<a class="header-button" href="https://bugzilla.mozilla.org/home" title="Go to home page"> Bugzilla

Comment 6

•

5 years ago

(In reply to Jamie Nicol [:jnicol] from comment #5)

So it looks like remote Direct2D is having issues with its glyph cache perhaps.

Or maybe the webfonts they're using are not being successfully sent across to the canvas process, or it's not waiting for them to fully load before drawing the text? Does the display fix itself if you force it to re-draw, e.g. by zooming?

(As an aside, I have to wonder whether the site is legitimately allowed to use those fonts. They're deploying copies of San Francisco faces that apparently come from an iOS distribution:

 Copyright © 2015-2017 Apple Inc. All rights reserved.  Your use of the San Francisco font is subject to the terms of the applicable iOS Software License Agreement.

I'd be surprised if that license allows extracting them to use as webfonts.)

I guess another possibility, given that these look like fonts from an Apple OS distribution, is that there's something about them that makes them fail in Direct2D because they were not engineered to be cross-platform-compatible, though from a brief look I don't see any obvious reason there'd be an issue.

Jamie Nicol [:jnicol]

Comment 7

•

5 years ago

Your hypothesis seems more likely than mine - it appears to be consistent which text is broken, and a cache issue would probably be more nondeterministic.

Assignee

Comment 8

•

5 years ago

Well ... at least it's easy to reproduce, I'll look into it tomorrow.
Thanks for the report.

Assignee: nobody → bobowencode

Status: NEW → ASSIGNED

Flags: needinfo?(bobowencode)

Assignee

Comment 9

•

5 years ago

(In reply to Jonathan Kew (:jfkthame) from comment #6)
...

I guess another possibility, given that these look like fonts from an Apple OS distribution, is that there's something about them that makes them fail in Direct2D because they were not engineered to be cross-platform-compatible, though from a brief look I don't see any obvious reason there'd be an issue.

Looks like this is the case, the name tables seem to be garbled and we're pulling out single spaces for the font names.
We use that as part of the key to decide if a font is the same during the recording, so if we get two fonts like this with the same length then we mistakenly use the wrong font.

DATASET ENTRIES »
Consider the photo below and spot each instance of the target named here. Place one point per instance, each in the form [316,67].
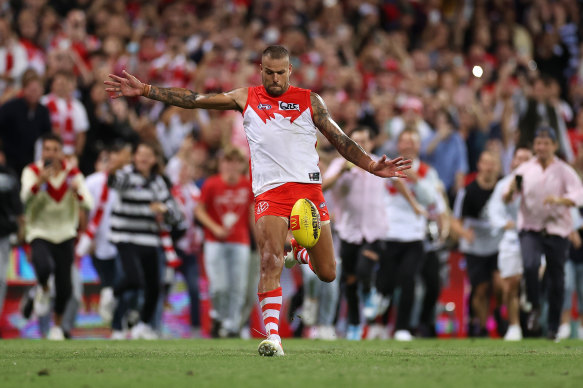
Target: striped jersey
[282,138]
[132,220]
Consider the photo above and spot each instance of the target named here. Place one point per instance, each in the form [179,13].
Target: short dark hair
[276,52]
[29,76]
[546,131]
[51,136]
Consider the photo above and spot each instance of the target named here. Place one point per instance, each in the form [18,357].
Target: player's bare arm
[349,149]
[129,86]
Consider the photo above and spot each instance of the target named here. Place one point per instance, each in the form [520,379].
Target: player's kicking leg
[270,233]
[320,257]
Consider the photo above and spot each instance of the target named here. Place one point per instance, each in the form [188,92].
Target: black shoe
[532,321]
[27,303]
[552,335]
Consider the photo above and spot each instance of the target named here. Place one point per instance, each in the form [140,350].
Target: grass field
[235,363]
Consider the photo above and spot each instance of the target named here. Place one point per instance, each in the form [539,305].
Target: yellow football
[305,223]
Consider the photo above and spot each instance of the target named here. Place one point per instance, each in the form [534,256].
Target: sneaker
[354,333]
[27,303]
[56,334]
[403,335]
[42,302]
[290,260]
[532,321]
[310,311]
[371,305]
[143,331]
[564,331]
[270,348]
[327,333]
[106,304]
[118,335]
[514,333]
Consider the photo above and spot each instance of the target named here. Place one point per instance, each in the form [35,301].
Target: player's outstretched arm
[129,86]
[349,149]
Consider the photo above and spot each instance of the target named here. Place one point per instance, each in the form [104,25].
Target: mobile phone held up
[518,180]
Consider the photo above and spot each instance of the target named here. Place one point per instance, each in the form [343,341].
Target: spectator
[447,141]
[23,121]
[52,192]
[10,220]
[404,252]
[144,204]
[226,211]
[478,242]
[504,217]
[95,239]
[360,224]
[68,115]
[549,188]
[573,280]
[189,246]
[537,109]
[13,61]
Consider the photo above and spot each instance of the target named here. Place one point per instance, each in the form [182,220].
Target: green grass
[235,363]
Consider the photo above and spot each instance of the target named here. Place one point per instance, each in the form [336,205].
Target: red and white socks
[300,253]
[270,302]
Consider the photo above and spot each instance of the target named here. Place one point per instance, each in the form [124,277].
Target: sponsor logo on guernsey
[262,206]
[288,106]
[294,222]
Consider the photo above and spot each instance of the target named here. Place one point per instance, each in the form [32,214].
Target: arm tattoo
[182,98]
[345,145]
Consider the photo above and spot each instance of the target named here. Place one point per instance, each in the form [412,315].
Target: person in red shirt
[226,210]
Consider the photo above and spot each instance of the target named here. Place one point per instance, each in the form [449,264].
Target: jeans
[573,283]
[227,267]
[57,259]
[4,261]
[555,248]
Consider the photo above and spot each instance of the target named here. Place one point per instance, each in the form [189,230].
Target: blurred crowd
[458,86]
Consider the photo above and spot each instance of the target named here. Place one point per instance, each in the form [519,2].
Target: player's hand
[388,168]
[128,86]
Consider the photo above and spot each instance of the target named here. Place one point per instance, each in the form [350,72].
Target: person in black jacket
[23,121]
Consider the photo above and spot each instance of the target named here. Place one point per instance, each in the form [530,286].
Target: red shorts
[280,201]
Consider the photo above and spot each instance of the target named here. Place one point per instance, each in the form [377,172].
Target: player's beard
[275,90]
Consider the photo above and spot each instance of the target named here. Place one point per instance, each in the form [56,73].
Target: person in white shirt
[360,222]
[503,217]
[94,240]
[68,115]
[53,191]
[406,231]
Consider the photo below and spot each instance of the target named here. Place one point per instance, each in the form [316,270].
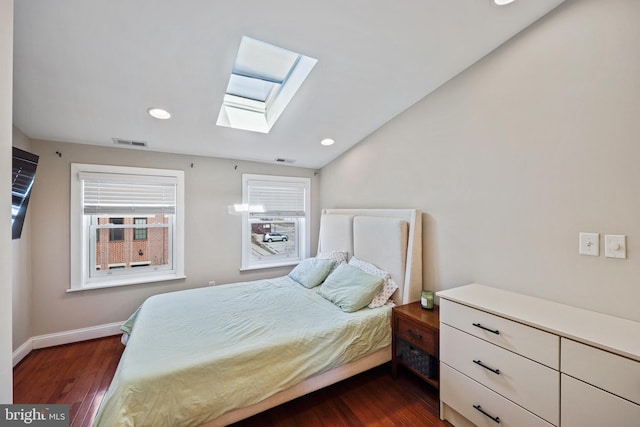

TASKS »
a – Answer these questions from the Bugzilla thread on font rendering:
(i) Under Comment 7, what does the writer say a cache issue would probably be?
(ii) Under Comment 8, to whom is the bug assigned?
(iii) Under Comment 9, what is being pulled out for the font names?
b – Output the part of the Bugzilla thread starting at "Or maybe the" and ending at "use as webfonts.)", copied word for word.

SOLUTIONS FOR EACH TASK »
a –
(i) More nondeterministic.
(ii) bobowencode.
(iii) Single spaces.

b –
Or maybe the webfonts they're using are not being successfully sent across to the canvas process, or it's not waiting for them to fully load before drawing the text? Does the display fix itself if you force it to re-draw, e.g. by zooming?

(As an aside, I have to wonder whether the site is legitimately allowed to use those fonts. They're deploying copies of San Francisco faces that apparently come from an iOS distribution:

 Copyright © 2015-2017 Apple Inc. All rights reserved.  Your use of the San Francisco font is subject to the terms of the applicable iOS Software License Agreement.

I'd be surprised if that license allows extracting them to use as webfonts.)